▸ **Information**
+++++

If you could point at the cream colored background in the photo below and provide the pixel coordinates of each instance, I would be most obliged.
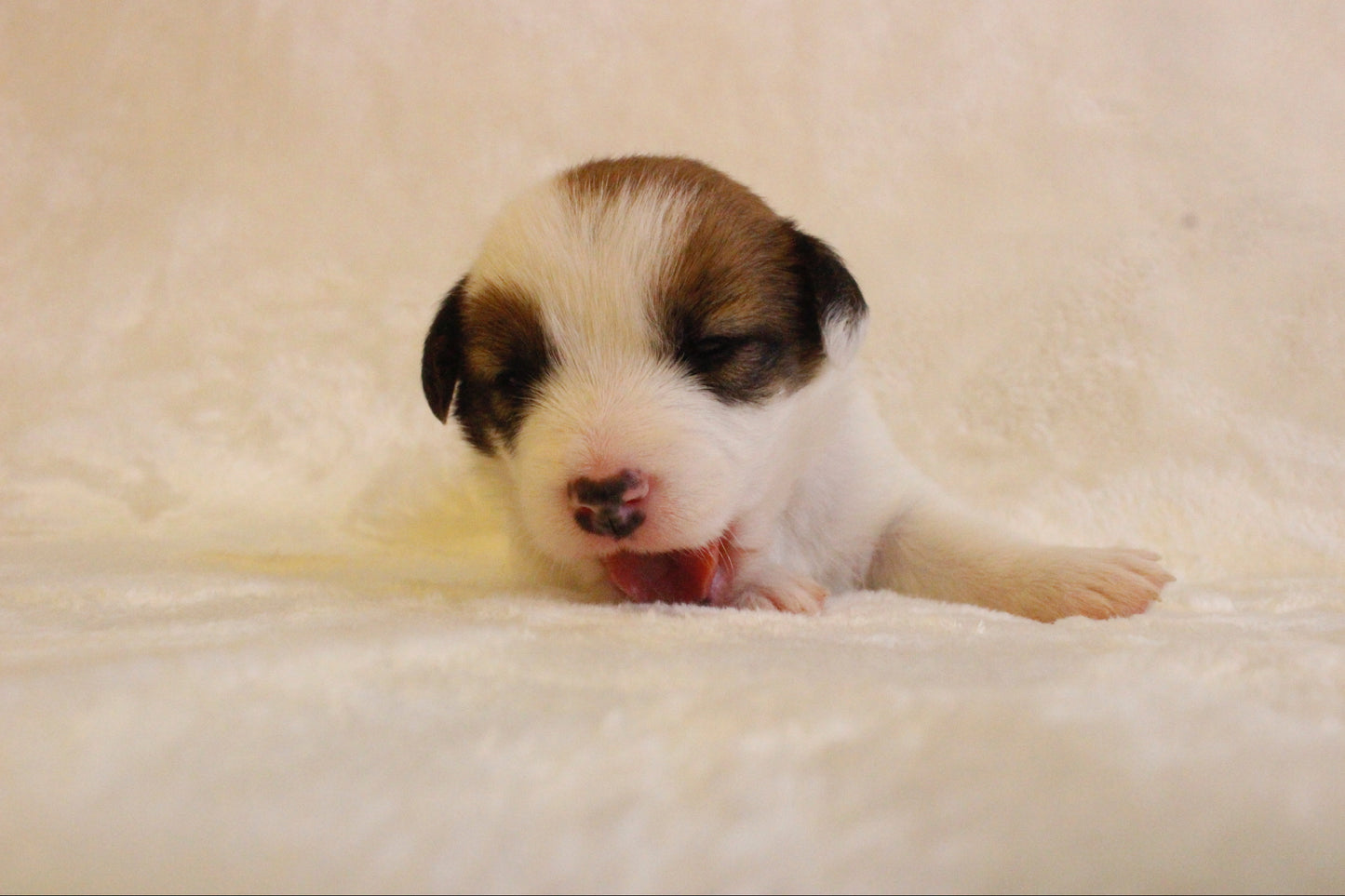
(247, 636)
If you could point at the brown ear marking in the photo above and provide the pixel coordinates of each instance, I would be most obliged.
(441, 359)
(836, 293)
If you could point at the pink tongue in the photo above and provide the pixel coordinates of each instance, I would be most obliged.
(697, 576)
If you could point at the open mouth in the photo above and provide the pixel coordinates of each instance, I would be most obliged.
(692, 576)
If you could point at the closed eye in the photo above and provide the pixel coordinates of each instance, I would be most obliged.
(707, 354)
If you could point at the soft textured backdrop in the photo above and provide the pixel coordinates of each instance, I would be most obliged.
(254, 630)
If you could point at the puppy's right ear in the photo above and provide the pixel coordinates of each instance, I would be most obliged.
(443, 355)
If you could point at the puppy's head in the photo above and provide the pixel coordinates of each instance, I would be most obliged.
(631, 346)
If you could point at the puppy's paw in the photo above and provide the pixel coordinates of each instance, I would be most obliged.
(1099, 582)
(777, 590)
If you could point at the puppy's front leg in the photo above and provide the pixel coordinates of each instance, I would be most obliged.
(765, 587)
(934, 549)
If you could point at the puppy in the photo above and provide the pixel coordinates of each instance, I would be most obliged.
(662, 373)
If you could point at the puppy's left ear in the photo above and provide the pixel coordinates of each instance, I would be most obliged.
(443, 355)
(836, 295)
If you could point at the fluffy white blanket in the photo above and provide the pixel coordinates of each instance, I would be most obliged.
(256, 626)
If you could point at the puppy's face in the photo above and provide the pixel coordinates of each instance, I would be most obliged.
(629, 346)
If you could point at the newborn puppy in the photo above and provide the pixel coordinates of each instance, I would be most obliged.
(662, 371)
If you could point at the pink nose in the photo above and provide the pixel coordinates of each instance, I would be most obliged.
(612, 506)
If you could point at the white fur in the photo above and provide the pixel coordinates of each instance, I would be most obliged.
(815, 494)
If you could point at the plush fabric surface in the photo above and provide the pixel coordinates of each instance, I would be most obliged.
(257, 630)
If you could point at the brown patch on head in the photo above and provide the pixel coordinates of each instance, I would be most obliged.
(504, 358)
(746, 299)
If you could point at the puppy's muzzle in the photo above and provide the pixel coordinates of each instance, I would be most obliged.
(612, 506)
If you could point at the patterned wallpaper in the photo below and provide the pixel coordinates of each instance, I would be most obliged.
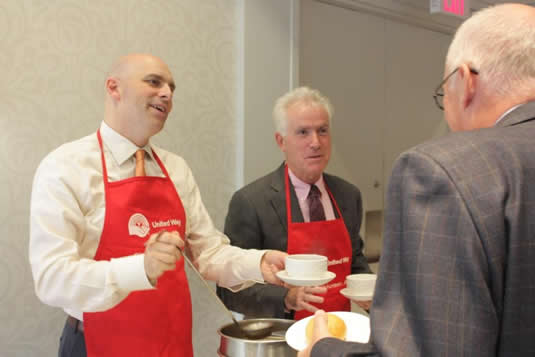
(53, 58)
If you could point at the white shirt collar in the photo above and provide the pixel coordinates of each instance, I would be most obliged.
(507, 112)
(302, 188)
(120, 147)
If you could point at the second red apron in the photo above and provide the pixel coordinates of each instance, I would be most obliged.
(329, 238)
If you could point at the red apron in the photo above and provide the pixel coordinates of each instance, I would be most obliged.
(329, 238)
(148, 323)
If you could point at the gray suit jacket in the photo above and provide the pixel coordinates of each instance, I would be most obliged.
(257, 219)
(456, 276)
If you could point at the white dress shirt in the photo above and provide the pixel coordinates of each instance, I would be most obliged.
(302, 190)
(67, 216)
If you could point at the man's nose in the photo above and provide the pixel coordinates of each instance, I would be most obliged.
(166, 91)
(314, 140)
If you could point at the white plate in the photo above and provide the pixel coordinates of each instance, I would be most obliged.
(358, 329)
(353, 296)
(325, 278)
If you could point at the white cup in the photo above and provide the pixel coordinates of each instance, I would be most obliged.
(361, 284)
(306, 265)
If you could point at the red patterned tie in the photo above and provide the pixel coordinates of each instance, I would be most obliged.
(314, 203)
(140, 163)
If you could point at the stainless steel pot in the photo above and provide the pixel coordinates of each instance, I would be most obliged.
(234, 344)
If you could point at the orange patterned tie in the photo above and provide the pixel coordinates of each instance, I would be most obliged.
(140, 162)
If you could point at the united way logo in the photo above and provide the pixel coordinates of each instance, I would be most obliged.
(138, 225)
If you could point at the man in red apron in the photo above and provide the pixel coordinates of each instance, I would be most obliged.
(107, 241)
(274, 213)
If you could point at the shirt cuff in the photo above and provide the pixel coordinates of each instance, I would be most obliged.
(130, 273)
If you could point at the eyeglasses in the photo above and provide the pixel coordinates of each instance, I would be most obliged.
(439, 91)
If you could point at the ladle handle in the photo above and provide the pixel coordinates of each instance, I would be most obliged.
(208, 287)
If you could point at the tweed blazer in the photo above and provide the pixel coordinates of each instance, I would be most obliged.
(456, 276)
(257, 219)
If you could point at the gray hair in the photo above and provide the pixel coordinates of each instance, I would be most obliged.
(500, 47)
(301, 94)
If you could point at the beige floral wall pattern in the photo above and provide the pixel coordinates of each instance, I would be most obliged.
(53, 60)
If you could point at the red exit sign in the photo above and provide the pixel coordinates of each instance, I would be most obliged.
(459, 8)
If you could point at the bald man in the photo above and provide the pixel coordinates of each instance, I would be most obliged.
(110, 216)
(456, 276)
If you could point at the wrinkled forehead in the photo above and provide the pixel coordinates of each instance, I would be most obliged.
(138, 66)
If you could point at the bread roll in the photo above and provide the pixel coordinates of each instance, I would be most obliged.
(335, 325)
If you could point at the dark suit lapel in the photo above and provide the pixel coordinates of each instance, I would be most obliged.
(338, 196)
(521, 114)
(278, 199)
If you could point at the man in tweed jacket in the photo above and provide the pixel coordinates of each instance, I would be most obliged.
(457, 271)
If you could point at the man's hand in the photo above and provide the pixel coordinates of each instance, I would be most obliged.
(298, 298)
(272, 262)
(320, 331)
(364, 305)
(163, 250)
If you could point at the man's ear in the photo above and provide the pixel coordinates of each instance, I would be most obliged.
(280, 140)
(112, 88)
(469, 84)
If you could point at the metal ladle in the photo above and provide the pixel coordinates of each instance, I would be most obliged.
(253, 330)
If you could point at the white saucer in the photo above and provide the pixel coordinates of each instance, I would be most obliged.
(325, 278)
(358, 329)
(354, 296)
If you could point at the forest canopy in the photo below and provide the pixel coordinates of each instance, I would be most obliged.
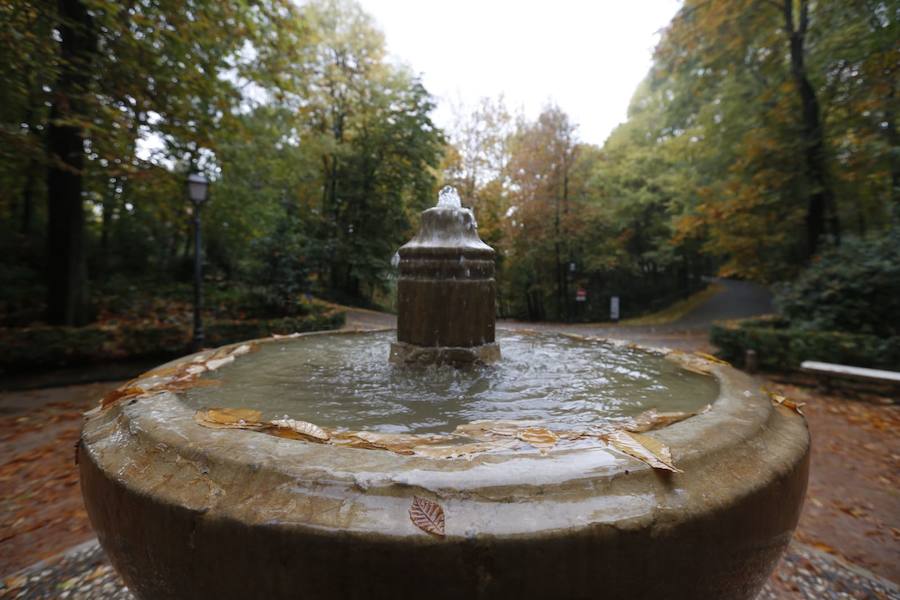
(764, 135)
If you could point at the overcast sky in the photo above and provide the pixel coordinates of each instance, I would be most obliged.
(586, 55)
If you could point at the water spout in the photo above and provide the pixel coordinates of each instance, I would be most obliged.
(449, 197)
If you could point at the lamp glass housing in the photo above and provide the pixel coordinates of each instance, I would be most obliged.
(198, 187)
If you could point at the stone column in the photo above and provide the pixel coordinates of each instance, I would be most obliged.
(446, 292)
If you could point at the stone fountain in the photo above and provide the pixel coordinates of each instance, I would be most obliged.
(310, 466)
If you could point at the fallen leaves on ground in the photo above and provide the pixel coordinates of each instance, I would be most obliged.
(427, 515)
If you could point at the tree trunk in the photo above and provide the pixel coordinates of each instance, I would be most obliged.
(66, 266)
(821, 212)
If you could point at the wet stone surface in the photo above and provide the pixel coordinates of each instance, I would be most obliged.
(83, 573)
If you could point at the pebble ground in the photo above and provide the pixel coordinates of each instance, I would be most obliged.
(83, 573)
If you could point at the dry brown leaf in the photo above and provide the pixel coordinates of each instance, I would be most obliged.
(401, 443)
(467, 451)
(644, 448)
(489, 430)
(539, 437)
(215, 363)
(689, 362)
(778, 399)
(427, 515)
(713, 359)
(291, 428)
(126, 391)
(650, 420)
(229, 418)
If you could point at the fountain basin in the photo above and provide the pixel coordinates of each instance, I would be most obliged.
(189, 512)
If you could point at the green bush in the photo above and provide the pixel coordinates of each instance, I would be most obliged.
(781, 347)
(853, 288)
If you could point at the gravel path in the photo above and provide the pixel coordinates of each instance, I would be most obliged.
(83, 573)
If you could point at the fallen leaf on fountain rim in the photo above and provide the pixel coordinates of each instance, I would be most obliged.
(427, 515)
(539, 437)
(305, 430)
(466, 451)
(650, 420)
(713, 359)
(647, 449)
(485, 429)
(119, 393)
(780, 400)
(229, 418)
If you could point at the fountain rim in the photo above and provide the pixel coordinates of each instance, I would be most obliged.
(139, 443)
(737, 400)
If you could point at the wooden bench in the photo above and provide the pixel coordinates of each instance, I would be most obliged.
(832, 371)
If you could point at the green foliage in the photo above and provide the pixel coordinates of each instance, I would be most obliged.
(48, 347)
(853, 288)
(780, 347)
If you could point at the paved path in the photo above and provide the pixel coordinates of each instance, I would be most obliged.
(736, 300)
(84, 573)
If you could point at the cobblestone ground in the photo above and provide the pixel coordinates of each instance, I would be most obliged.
(847, 544)
(804, 573)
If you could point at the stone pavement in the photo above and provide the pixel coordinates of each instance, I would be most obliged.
(847, 544)
(83, 573)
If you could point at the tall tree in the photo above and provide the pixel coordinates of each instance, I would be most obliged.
(66, 273)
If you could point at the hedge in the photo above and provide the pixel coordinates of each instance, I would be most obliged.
(780, 346)
(39, 347)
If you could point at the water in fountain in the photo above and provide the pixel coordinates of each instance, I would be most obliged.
(346, 381)
(449, 197)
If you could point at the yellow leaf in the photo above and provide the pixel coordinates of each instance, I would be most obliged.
(780, 400)
(644, 448)
(539, 437)
(291, 428)
(427, 515)
(649, 420)
(229, 418)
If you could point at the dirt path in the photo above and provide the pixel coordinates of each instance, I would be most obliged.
(41, 511)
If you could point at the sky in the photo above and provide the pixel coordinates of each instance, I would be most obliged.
(587, 56)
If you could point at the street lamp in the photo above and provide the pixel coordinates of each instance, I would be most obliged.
(198, 187)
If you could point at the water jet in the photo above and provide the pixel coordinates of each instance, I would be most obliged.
(305, 465)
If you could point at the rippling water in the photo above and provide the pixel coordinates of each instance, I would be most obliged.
(346, 381)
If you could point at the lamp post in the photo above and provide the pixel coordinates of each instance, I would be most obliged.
(198, 186)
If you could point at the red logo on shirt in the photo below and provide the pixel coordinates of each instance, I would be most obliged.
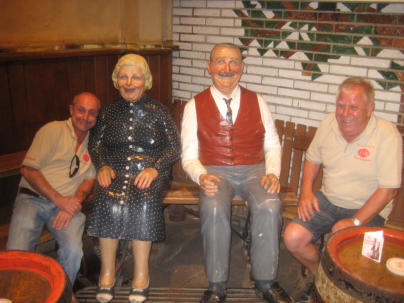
(363, 153)
(86, 157)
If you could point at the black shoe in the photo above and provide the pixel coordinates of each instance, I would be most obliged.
(137, 295)
(104, 294)
(274, 294)
(305, 295)
(211, 296)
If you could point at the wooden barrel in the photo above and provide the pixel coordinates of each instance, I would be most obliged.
(345, 275)
(31, 277)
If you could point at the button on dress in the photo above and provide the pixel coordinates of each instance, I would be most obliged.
(129, 137)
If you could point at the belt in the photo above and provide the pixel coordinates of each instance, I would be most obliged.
(27, 191)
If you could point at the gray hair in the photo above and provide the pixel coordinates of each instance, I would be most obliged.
(358, 81)
(134, 60)
(228, 45)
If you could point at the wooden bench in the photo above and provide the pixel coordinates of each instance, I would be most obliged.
(295, 139)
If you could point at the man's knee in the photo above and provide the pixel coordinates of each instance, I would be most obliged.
(296, 236)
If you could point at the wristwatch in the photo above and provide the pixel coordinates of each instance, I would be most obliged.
(356, 221)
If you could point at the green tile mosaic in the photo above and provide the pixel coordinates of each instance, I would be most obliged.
(324, 31)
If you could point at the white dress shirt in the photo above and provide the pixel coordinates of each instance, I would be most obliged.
(190, 144)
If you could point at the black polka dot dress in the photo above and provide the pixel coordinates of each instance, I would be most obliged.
(129, 137)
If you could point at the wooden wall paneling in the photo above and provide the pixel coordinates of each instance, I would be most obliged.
(47, 87)
(77, 69)
(166, 79)
(23, 129)
(41, 87)
(154, 65)
(104, 88)
(6, 114)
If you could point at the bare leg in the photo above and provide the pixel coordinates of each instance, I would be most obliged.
(108, 248)
(141, 254)
(298, 242)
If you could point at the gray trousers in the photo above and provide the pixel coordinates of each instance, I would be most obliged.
(265, 213)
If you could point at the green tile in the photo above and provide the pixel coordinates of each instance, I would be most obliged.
(346, 50)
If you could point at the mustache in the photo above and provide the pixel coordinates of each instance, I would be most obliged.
(224, 74)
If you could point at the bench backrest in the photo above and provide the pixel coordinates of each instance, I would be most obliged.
(295, 139)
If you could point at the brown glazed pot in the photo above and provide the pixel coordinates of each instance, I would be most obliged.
(345, 275)
(31, 277)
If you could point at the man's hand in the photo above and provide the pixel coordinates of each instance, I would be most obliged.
(145, 178)
(341, 224)
(104, 176)
(305, 205)
(62, 219)
(208, 183)
(71, 205)
(271, 183)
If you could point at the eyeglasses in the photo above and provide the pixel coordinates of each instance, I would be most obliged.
(74, 166)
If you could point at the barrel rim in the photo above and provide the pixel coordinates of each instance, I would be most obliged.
(348, 280)
(47, 267)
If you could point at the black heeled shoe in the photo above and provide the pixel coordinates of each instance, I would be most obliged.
(104, 294)
(138, 295)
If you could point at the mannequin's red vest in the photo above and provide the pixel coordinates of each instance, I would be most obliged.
(223, 144)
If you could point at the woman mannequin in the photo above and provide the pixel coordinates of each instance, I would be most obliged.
(133, 146)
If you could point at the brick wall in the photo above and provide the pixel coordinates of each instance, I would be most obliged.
(296, 52)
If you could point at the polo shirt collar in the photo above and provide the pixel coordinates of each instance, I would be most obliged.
(365, 133)
(73, 134)
(217, 95)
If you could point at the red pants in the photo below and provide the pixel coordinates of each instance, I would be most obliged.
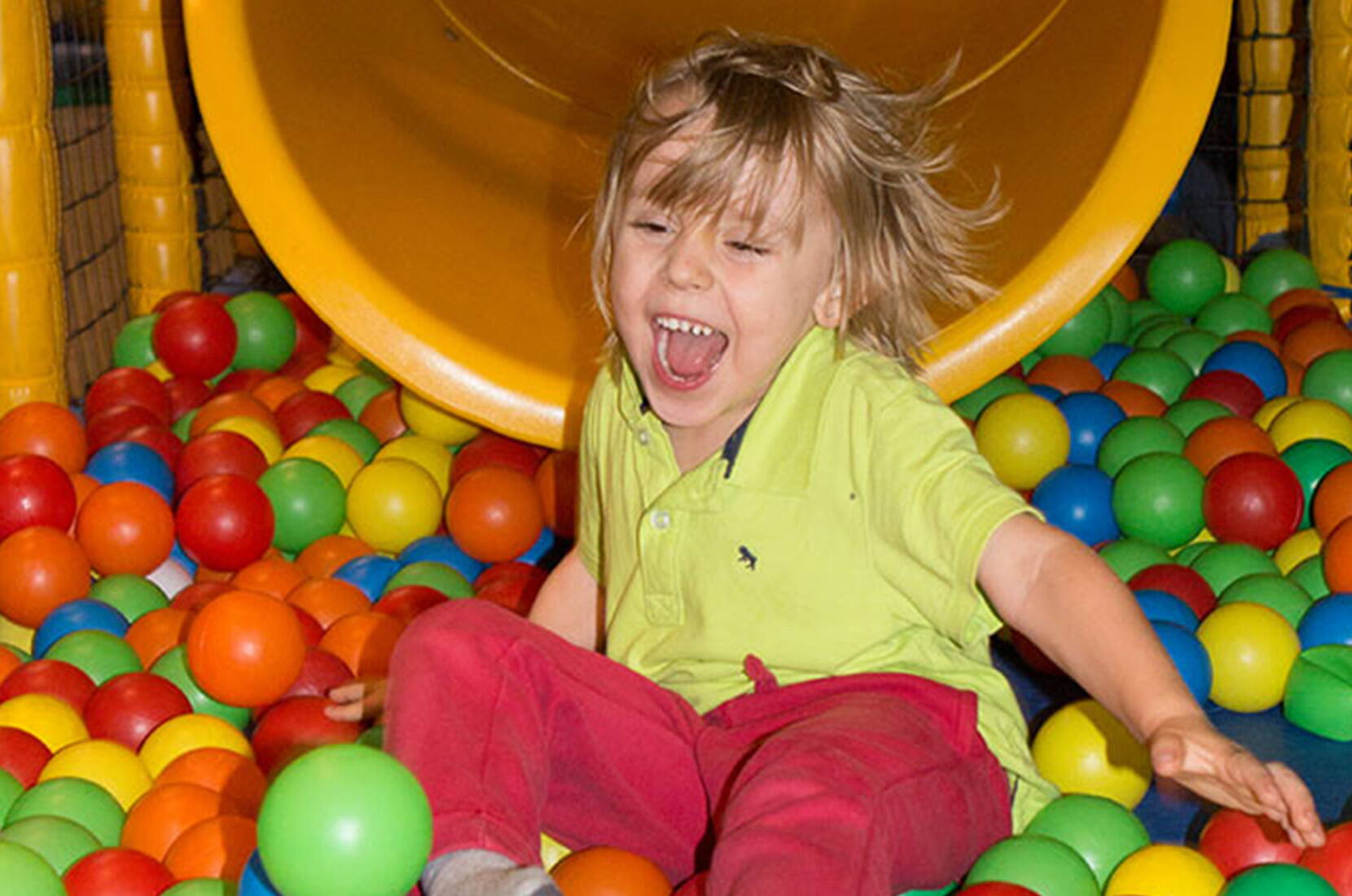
(866, 784)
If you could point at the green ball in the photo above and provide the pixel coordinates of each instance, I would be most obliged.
(1190, 414)
(1038, 863)
(1157, 499)
(1329, 377)
(1129, 556)
(266, 332)
(1135, 437)
(26, 872)
(307, 499)
(99, 654)
(59, 841)
(971, 404)
(1183, 275)
(1276, 270)
(1275, 592)
(1233, 313)
(133, 346)
(1278, 879)
(345, 819)
(1082, 334)
(130, 595)
(75, 799)
(354, 434)
(173, 665)
(1100, 830)
(433, 574)
(1159, 371)
(1223, 565)
(1312, 459)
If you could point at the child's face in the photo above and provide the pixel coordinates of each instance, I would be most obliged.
(708, 310)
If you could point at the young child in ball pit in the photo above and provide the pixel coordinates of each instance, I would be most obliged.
(766, 660)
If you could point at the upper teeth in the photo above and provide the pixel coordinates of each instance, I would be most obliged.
(684, 326)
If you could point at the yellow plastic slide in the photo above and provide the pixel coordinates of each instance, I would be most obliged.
(419, 169)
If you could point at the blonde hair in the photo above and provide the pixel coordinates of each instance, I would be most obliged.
(868, 152)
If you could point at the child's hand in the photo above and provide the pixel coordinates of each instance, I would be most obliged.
(1201, 758)
(362, 701)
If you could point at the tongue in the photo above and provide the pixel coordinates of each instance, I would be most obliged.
(690, 356)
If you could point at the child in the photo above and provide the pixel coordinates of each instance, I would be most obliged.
(788, 530)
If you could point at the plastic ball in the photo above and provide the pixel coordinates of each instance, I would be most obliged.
(1083, 749)
(345, 818)
(1252, 649)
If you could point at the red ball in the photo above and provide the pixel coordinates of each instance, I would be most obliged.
(34, 491)
(217, 453)
(225, 522)
(116, 872)
(1253, 499)
(129, 707)
(195, 336)
(1178, 580)
(305, 411)
(55, 678)
(1235, 841)
(127, 385)
(295, 726)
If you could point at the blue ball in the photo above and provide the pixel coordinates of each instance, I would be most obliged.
(131, 463)
(77, 615)
(442, 549)
(370, 573)
(1255, 361)
(1109, 357)
(1090, 416)
(1188, 657)
(1161, 606)
(1079, 500)
(1327, 622)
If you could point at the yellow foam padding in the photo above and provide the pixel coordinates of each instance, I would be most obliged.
(418, 169)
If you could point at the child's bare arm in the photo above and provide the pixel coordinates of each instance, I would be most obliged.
(1069, 603)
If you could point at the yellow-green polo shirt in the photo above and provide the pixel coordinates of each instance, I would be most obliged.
(837, 533)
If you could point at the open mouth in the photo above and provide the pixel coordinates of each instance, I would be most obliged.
(687, 352)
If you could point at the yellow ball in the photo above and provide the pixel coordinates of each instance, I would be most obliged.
(1312, 419)
(1083, 749)
(428, 419)
(1252, 650)
(340, 457)
(1024, 437)
(256, 432)
(1298, 547)
(393, 503)
(1165, 871)
(426, 453)
(104, 762)
(46, 718)
(186, 733)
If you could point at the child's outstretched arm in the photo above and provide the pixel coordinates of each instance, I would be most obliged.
(1069, 603)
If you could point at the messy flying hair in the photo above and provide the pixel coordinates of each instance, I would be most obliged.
(866, 149)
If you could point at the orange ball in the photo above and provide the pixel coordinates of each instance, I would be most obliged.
(329, 600)
(364, 641)
(325, 556)
(1223, 438)
(46, 428)
(214, 848)
(494, 514)
(608, 871)
(125, 527)
(245, 649)
(41, 568)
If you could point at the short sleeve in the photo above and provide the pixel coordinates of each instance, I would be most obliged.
(934, 503)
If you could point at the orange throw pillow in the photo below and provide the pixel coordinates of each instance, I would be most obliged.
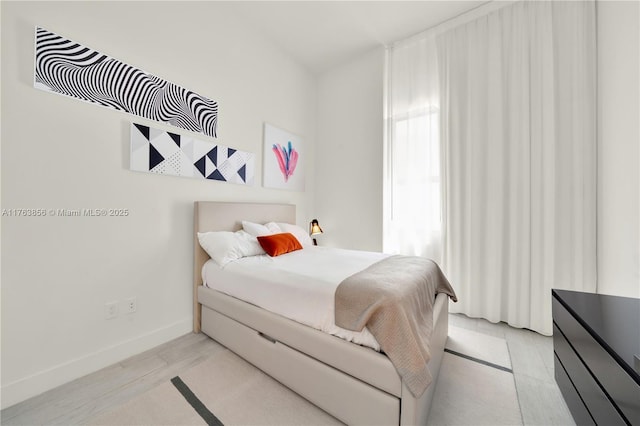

+++++

Your task is to reproduce exactly the lines from the one that holds "If you could point at the orange ball" to the last line of the listing, and only those, omitting the pictures.

▸ **Response area**
If you could point at the orange ball in the photo above and provide the pixel coordinates of each instance, I would be most obliged.
(329, 600)
(364, 641)
(325, 556)
(1223, 438)
(46, 428)
(214, 848)
(494, 514)
(608, 871)
(125, 527)
(245, 649)
(41, 568)
If you could point at the short sleeve in the photo above and provide the pixel coordinates of each instance, I would be most obliged.
(934, 503)
If you could point at the orange throw pillow in the photo below and provide the pixel coordinates of each instance, I would be most obliged.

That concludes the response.